_EXPLORE THE MATERIAL_.
A. According to the article on the Tucson car seat checks, what hours did parents line up to have their seats checked?
B. Write the next part of the article on the Tucson car seat checks, starting after its last sentence.

_TEXT UNDER STUDY_.
TUCSON, Ariz. — Safety on the road is a top priority, especially when it comes to kids.
This is why the Tucson Police Department, Pima County Sheriffs Department and Tucson Medical Center had free car seat checks at the 15th annual Be Safe event.
The purpose of the car seat checks is to teach the community about proper car seat installation and usage.
One of the people at the event today, Vanessa Santacruz, said this is her second time at the event checking her two car seats for her kids.
She found out at the event that her son's car seat was to lose and her daughter's buckle was too low.
"You have to keep checking them as the children grow," Santacruz said. "I mean, adjustments need to be made. They're not going to be the same how they were 6 months ago."
Other parents lined up from 9 a.m. to noon Saturday morning to get their seat checked too.
Danny Peralt with the Tucson Police Department said one of the most common mistakes parents make is not keeping their child rear-facing long enough.
"When you turn a child too soon, from rear facing to forward facing," Peralt said. "They're very quick to do that not realizing the dangers that are involved. A child is 71% less likely to die in the event of a collision rear facing versus 54% forward facing."

_ENTRIES SUPPLIED_.
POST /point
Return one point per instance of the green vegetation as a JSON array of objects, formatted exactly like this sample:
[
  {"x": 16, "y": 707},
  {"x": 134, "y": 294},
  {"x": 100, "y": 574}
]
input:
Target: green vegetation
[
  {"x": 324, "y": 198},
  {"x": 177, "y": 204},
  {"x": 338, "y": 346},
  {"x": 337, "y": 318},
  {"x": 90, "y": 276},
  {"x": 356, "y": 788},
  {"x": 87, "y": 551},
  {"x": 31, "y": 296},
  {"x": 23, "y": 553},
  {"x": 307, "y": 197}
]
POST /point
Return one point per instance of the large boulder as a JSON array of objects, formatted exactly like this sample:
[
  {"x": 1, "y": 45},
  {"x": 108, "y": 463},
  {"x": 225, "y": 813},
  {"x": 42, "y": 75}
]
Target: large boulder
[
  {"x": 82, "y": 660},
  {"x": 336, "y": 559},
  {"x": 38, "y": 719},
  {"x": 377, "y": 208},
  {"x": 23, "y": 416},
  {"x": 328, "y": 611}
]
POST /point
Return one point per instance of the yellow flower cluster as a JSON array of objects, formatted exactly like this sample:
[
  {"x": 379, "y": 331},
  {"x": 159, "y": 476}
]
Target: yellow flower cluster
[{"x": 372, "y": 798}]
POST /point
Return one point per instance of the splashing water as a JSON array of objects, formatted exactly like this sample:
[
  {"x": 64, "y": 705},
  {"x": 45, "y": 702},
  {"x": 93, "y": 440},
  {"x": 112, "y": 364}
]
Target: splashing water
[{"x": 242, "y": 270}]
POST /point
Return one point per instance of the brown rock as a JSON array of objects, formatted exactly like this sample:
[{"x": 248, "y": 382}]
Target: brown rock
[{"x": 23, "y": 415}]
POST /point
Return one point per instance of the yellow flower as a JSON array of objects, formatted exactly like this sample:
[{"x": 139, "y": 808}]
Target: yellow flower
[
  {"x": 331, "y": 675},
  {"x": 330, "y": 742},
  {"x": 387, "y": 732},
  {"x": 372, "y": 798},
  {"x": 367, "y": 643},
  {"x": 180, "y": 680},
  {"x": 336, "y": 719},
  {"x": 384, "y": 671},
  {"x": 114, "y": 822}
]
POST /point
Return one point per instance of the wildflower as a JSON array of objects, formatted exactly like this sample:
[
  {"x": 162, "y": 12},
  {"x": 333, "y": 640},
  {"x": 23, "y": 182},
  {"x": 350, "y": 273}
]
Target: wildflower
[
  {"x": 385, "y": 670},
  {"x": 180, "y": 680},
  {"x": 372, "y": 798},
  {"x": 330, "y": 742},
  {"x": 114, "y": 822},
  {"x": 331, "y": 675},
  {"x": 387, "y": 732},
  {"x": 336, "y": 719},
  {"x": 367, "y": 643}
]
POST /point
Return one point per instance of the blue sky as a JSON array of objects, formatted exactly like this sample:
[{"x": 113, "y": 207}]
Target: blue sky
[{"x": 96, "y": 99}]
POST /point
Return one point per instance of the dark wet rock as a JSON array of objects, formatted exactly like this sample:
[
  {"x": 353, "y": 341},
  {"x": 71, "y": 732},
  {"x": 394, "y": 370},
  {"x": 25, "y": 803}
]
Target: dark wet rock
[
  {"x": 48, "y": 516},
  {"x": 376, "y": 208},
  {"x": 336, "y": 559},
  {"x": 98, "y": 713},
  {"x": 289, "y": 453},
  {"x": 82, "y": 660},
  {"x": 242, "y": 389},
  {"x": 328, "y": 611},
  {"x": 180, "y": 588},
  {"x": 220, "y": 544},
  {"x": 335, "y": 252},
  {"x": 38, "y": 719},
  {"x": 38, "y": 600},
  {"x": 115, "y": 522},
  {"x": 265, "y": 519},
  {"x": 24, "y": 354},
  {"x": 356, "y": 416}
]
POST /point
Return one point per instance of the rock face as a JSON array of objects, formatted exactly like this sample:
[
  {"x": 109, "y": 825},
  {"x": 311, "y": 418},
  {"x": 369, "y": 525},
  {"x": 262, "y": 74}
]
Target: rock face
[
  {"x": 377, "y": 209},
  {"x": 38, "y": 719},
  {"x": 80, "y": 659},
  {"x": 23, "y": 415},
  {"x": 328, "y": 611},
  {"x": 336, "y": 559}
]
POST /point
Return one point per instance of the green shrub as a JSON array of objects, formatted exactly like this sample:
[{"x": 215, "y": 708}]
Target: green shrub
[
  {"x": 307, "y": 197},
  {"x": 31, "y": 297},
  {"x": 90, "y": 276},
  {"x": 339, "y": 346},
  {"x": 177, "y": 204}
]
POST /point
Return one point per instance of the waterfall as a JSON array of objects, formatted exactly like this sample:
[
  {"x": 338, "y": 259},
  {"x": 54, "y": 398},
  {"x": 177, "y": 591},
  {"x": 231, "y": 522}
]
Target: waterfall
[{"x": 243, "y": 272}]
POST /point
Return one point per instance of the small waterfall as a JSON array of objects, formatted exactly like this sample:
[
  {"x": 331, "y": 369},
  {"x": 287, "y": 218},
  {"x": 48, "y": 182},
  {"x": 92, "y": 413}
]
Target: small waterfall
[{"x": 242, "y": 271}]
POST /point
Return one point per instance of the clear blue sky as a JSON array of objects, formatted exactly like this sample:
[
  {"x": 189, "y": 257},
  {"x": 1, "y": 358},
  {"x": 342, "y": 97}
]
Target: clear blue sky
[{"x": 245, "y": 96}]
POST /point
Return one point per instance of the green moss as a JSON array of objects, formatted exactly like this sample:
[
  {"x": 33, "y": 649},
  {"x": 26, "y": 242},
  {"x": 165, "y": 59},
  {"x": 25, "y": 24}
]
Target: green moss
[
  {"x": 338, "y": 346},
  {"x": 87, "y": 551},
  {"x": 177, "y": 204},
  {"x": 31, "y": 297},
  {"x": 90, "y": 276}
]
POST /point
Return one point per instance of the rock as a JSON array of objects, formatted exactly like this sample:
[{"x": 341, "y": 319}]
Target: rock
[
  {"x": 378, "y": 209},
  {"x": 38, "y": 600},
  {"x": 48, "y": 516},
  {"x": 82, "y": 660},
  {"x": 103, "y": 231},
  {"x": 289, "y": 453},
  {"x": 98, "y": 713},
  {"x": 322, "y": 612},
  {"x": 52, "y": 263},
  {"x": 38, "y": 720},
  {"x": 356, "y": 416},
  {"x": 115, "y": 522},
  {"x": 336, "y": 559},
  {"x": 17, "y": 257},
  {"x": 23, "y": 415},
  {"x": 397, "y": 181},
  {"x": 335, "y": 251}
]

* * *

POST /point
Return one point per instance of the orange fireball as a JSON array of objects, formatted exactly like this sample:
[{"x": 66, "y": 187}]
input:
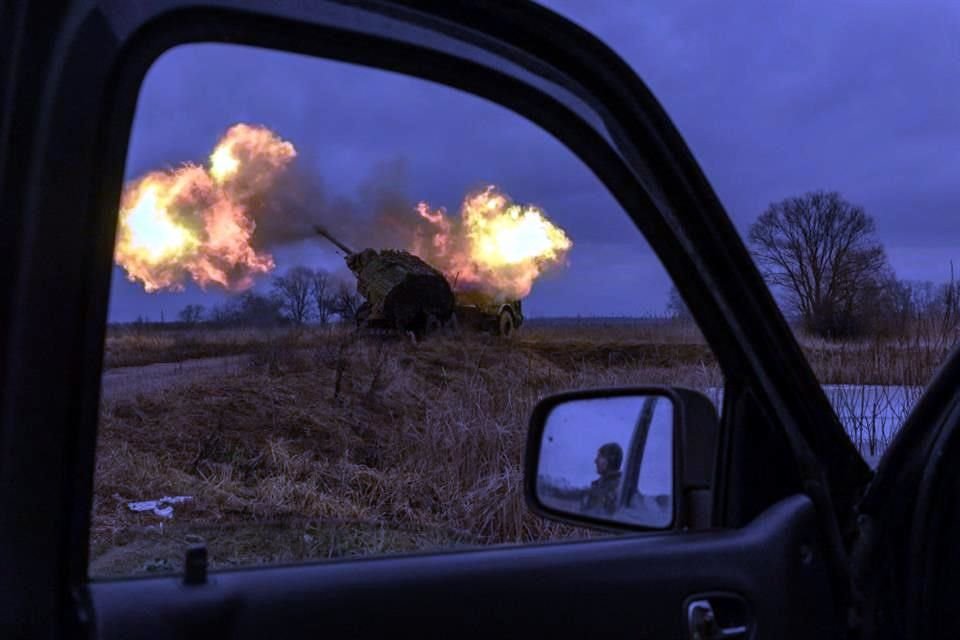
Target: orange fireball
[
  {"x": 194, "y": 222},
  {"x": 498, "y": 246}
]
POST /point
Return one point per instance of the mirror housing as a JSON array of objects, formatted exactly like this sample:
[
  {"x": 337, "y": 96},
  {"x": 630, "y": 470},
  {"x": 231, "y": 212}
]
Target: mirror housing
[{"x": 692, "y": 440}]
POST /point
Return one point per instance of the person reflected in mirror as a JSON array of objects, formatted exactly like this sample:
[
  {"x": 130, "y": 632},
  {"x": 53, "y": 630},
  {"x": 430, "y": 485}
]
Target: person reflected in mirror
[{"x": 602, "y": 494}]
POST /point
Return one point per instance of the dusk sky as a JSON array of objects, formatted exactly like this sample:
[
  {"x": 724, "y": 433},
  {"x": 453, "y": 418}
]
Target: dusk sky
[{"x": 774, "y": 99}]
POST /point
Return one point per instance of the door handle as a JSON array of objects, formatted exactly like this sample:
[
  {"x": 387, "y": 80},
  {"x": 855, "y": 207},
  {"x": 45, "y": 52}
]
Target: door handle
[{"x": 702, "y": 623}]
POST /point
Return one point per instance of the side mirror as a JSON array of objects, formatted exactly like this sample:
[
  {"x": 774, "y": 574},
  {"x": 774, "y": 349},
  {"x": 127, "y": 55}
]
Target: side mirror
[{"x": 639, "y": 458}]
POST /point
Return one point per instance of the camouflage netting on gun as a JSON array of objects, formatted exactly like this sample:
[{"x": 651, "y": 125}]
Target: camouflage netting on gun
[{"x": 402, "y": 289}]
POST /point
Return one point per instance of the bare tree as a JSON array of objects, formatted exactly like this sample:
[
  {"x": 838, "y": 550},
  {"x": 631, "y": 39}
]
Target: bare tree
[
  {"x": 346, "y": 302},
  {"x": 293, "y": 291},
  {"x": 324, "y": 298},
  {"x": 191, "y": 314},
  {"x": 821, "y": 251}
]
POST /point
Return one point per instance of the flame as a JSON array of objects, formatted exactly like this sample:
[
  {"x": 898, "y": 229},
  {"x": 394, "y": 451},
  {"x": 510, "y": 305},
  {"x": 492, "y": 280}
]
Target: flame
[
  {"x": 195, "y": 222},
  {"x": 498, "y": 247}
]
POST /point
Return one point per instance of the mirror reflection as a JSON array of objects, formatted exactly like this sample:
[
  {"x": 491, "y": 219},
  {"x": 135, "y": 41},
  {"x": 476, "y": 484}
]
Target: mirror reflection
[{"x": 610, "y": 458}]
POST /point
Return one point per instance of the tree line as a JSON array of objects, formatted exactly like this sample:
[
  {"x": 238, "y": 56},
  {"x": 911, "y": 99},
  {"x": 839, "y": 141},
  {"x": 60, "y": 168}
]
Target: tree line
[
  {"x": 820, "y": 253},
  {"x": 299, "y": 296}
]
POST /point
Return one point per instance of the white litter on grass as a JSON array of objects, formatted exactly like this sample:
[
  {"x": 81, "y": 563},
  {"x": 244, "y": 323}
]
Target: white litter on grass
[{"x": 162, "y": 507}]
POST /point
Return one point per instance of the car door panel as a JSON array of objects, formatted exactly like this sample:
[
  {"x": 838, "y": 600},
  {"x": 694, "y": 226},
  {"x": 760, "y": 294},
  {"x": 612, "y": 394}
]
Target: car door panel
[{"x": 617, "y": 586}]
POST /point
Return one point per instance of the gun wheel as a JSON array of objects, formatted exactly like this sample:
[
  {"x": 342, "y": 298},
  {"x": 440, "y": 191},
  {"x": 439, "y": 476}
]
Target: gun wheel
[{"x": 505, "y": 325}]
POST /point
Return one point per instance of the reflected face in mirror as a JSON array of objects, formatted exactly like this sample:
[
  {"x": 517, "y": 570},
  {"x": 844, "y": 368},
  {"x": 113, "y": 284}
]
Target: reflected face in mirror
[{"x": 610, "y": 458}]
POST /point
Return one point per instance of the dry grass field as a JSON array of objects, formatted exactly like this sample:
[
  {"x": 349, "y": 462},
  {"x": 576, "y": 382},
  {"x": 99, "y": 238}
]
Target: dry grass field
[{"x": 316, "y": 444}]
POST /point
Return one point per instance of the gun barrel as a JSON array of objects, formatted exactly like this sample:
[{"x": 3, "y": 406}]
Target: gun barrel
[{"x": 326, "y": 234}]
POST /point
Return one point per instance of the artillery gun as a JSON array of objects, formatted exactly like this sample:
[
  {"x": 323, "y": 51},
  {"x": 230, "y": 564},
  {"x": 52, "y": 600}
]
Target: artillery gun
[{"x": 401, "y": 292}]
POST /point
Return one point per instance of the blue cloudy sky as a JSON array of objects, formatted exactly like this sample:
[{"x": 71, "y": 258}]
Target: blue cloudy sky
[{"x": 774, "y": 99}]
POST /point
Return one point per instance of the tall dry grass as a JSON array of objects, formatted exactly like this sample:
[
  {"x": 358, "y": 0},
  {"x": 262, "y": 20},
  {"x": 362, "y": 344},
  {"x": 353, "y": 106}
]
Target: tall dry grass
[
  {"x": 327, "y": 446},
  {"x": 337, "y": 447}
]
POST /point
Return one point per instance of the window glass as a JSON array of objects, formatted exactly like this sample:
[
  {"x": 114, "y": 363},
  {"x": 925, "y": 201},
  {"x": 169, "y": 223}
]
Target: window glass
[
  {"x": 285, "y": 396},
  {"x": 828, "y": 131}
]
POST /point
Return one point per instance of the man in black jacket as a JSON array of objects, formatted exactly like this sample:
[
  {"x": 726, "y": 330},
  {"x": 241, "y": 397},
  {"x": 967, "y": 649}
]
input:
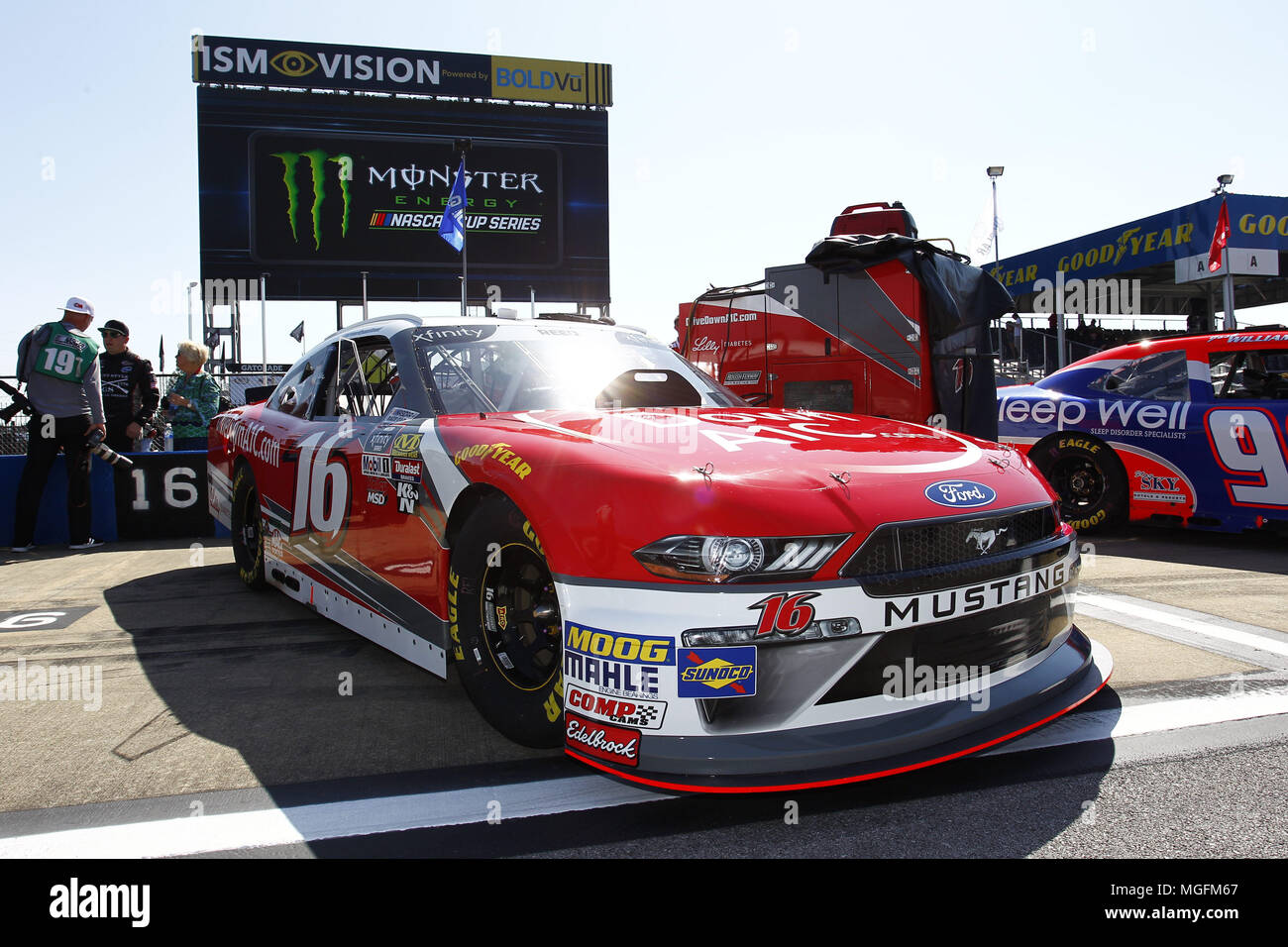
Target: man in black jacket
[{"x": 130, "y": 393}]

_ANSWER SECTION_.
A. From 9 a.m. to noon on Saturday morning.

B.
He adds that a child should be rear-facing until they're at least 2 years old. However, this varies on weight and height.
According to the CDC , an estimated 46% of car and booster seats (59% of car seats and 20% of booster seats) are misused in a way that could reduce their effectiveness, making it more dangerous for kids.
"The child doesn't understand how these car seats are put in so it relays on the parent or the caregiver to understand the importance of installing a car seat correctly," Peralt said.
Some other tips to keep in mind:
- Always be aware of loose items in your car.
- Know where your airbags are at all times.
- Make sure to tighten the straps properly on your child.
- Make sure the car seat is locked into the seat.
The funding for this event was made available through grants awarded by the Governor's Office of Highway Safety, according to the Pima County Sheriff's Department.